§ Excerpted data:

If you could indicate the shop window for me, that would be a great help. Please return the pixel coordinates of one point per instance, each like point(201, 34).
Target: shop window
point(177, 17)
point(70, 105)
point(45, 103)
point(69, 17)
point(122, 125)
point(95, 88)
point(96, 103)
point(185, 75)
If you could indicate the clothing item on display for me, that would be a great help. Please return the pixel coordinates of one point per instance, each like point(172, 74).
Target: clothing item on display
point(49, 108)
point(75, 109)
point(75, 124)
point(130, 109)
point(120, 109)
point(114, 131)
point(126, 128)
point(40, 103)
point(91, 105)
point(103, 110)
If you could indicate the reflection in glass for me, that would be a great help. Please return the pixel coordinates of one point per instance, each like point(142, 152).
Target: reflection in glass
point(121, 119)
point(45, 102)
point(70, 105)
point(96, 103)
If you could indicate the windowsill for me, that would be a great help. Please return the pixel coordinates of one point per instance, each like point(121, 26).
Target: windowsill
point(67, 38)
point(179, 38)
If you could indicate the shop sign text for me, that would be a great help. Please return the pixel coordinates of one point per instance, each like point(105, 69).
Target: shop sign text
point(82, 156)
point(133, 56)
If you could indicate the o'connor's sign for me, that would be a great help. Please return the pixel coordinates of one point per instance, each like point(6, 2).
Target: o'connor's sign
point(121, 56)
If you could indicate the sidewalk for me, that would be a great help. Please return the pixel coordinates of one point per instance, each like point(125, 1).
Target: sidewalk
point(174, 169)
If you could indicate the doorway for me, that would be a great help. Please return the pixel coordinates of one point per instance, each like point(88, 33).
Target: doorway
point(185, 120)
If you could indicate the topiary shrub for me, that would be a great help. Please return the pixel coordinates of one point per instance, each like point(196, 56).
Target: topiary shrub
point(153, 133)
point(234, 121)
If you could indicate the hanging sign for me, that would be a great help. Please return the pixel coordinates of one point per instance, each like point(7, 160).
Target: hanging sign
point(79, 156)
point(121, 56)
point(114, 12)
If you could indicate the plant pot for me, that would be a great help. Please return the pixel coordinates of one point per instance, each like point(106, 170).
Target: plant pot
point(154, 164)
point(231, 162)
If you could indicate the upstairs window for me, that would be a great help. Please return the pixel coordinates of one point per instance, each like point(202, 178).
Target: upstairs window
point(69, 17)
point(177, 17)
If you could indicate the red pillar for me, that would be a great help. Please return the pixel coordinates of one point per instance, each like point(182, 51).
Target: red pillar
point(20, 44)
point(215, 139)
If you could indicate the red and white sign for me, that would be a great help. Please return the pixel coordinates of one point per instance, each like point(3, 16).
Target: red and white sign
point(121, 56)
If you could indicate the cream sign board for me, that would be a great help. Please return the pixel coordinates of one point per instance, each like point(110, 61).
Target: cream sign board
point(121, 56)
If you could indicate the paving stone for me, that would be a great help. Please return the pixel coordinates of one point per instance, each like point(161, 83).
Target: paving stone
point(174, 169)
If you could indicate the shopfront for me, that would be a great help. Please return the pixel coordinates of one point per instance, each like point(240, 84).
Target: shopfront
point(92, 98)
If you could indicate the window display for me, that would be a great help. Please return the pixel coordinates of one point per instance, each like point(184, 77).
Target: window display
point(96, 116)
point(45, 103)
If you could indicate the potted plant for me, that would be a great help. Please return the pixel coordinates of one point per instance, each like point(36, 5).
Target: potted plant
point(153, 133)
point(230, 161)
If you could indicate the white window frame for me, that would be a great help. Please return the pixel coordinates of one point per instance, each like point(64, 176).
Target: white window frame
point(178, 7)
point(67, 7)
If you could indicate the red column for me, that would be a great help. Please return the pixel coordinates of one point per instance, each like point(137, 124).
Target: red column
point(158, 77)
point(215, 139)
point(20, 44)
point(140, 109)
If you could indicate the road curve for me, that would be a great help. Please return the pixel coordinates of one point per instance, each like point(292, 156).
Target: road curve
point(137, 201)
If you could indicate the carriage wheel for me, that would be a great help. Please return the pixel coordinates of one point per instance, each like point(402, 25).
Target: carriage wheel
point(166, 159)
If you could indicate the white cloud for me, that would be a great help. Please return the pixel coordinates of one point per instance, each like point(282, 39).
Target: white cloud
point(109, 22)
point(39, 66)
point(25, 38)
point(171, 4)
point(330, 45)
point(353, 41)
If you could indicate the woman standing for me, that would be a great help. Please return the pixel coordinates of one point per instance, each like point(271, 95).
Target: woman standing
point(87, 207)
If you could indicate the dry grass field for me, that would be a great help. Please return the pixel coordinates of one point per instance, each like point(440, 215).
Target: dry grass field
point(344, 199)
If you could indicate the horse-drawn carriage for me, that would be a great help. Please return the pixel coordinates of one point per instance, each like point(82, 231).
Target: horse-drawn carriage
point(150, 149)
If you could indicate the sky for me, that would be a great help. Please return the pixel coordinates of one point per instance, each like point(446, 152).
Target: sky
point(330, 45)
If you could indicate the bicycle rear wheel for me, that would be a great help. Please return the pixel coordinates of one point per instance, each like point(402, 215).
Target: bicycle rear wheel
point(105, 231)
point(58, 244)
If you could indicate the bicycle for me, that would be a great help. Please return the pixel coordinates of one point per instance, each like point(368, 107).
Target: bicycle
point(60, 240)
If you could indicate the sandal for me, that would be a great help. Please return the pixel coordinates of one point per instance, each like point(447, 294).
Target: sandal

§ Task description:
Update every item above by replacing "that would be a great help" with "that would be much appreciated" wherever it occurs, leaving all other text unchanged.

§ Finished task:
If you could indicate the shop window for me, that would be much appreciated. Please return the pixel coordinates of one point per instance, each like point(201, 34).
Target: shop window
point(177, 17)
point(70, 105)
point(45, 103)
point(69, 17)
point(122, 125)
point(95, 88)
point(96, 103)
point(185, 75)
If you could indicate the clothing item on display for me, that would be much appreciated. Please return the pixel coordinates of one point per instance, each like point(172, 74).
Target: clothing item on display
point(49, 108)
point(75, 109)
point(75, 124)
point(130, 109)
point(120, 109)
point(114, 131)
point(126, 128)
point(40, 103)
point(91, 105)
point(103, 110)
If you could indicate the reflection in glass for me, that would be much appreciated. Please return the pixel coordinates of one point per instance, each like point(142, 152).
Target: reflection in glass
point(121, 119)
point(45, 102)
point(70, 105)
point(96, 103)
If you could indicate the windowsill for me, that would be much appreciated. Please return the pixel coordinates of one point per instance, each like point(121, 26).
Target: windowsill
point(67, 38)
point(179, 38)
If you could indicate the shop sign text for me, that would be much appreciated. Please return the pixel coordinates of one point per instance, each like point(105, 69).
Target: shop sign text
point(82, 156)
point(133, 56)
If you could indicate the o'connor's sign for me, that would be much appreciated. Please return the pixel coordinates of one point per instance, each like point(6, 2).
Target: o'connor's sign
point(121, 56)
If you could indicate the sidewalk for me, that would be much appreciated. Please return the pixel coordinates of one point per instance, each like point(125, 1).
Target: sidewalk
point(174, 169)
If you could indicate the doorway for me, that would be much appreciated. Please return the pixel coordinates of one point per instance, each like point(88, 33).
Target: doorway
point(185, 120)
If you could indicate the topiary shrub for me, that would be much appreciated. Please return the pixel coordinates of one point per instance, each like point(196, 56).
Target: topiary shrub
point(153, 133)
point(234, 121)
If you could indicate the hanging sign for me, that would be much appreciated. Please return the pixel coordinates of one point per instance, each like point(7, 160).
Target: hanging sign
point(79, 156)
point(121, 56)
point(114, 12)
If you could indicate the plant pot for me, that would be much appreciated. Please return the pixel coordinates of one point per instance, each like point(106, 170).
Target: plant pot
point(154, 164)
point(231, 162)
If you could indicate the upstairs window for me, that would be much appreciated. Please return the pixel coordinates of one point per instance, each like point(202, 178).
Target: upstairs window
point(69, 17)
point(177, 17)
If you could indicate the red pillar for me, that would be much appreciated. Please return the pixel coordinates of one point per instance, each like point(182, 51).
Target: red pillar
point(20, 44)
point(215, 139)
If you could indicate the red and white sign for me, that would be much appreciated. Please return the pixel coordinates of one point per instance, each like point(3, 16).
Target: red and white sign
point(121, 56)
If you could indicate the cream sign board for me, that would be much appreciated. Please return the pixel coordinates of one point per instance, each like point(110, 61).
Target: cream sign board
point(121, 56)
If you could indicate the paving stone for me, that would be much appreciated. Please return the pixel coordinates of one point per instance, each like point(161, 83).
Target: paving stone
point(174, 169)
If you could indicate the shopfront for me, that would be much appreciated. Please return the pixel coordinates of one point per instance, each like point(240, 84).
Target: shopfront
point(92, 98)
If you could indicate the window display for me, that would be much appreciated. Please return the pixel coordinates of one point per instance, each like point(184, 77).
Target: window display
point(96, 116)
point(45, 103)
If you could indicate the potted plant for me, that would be much appreciated. Please return the pixel coordinates of one point per instance, each like point(36, 5).
Target: potted plant
point(153, 133)
point(230, 161)
If you could indicate the white window frame for me, that would be much appreciated. Please return the pixel coordinates of one point per instance, each like point(64, 176).
Target: white window frame
point(178, 7)
point(67, 7)
If you could indicate the red column for me, that would be much appreciated. Please return the pixel coordinates of one point per instance, each like point(137, 124).
Target: red column
point(158, 77)
point(215, 139)
point(20, 44)
point(140, 109)
If you could indicate the road curve for me, that would be much appreciated. Please return the pixel coordinates of one point per instance, each like point(292, 156).
Target: road curve
point(137, 201)
If you could indicate the carriage wheel for me, that would be much appreciated. Please return the pixel coordinates of one point per instance, each like point(402, 25).
Target: carriage wheel
point(166, 159)
If you could indicate the white cloud for me, that would be much appreciated. Please return the pixel coordinates of one point per instance, each like point(282, 39).
Target: white cloud
point(109, 22)
point(39, 66)
point(25, 38)
point(171, 4)
point(330, 45)
point(353, 41)
If you could indicate the woman standing for me, that would be much appreciated. Please return the pixel coordinates of one point per instance, each like point(271, 95).
Target: woman standing
point(87, 207)
If you could indicate the dry grass field for me, that would be much appreciated. Please return the pixel coordinates of one point per instance, each like point(440, 215).
Target: dry grass field
point(344, 199)
If you could indicate the horse-drawn carriage for me, that would be much appreciated. Please return the pixel coordinates of one point per instance, each like point(82, 231).
Target: horse-drawn carriage
point(150, 149)
If you could indicate the sky for me, that would be much appreciated. Please return the pixel coordinates of one point per instance, each like point(446, 152).
Target: sky
point(330, 45)
If you could indicate the bicycle rear wheel for me, that would be much appreciated. Please return the pixel coordinates of one point per instance, each like point(402, 215).
Target: bicycle rear wheel
point(105, 231)
point(58, 244)
If you could indicate the bicycle for me, that would be much appreciated. Please return the pixel coordinates of one point per instance, each like point(368, 107).
Target: bicycle
point(60, 240)
If you could indicate the sandal for me, that would be much appreciated. Please return the pixel coordinates of one point per instance, each like point(447, 294).
Target: sandal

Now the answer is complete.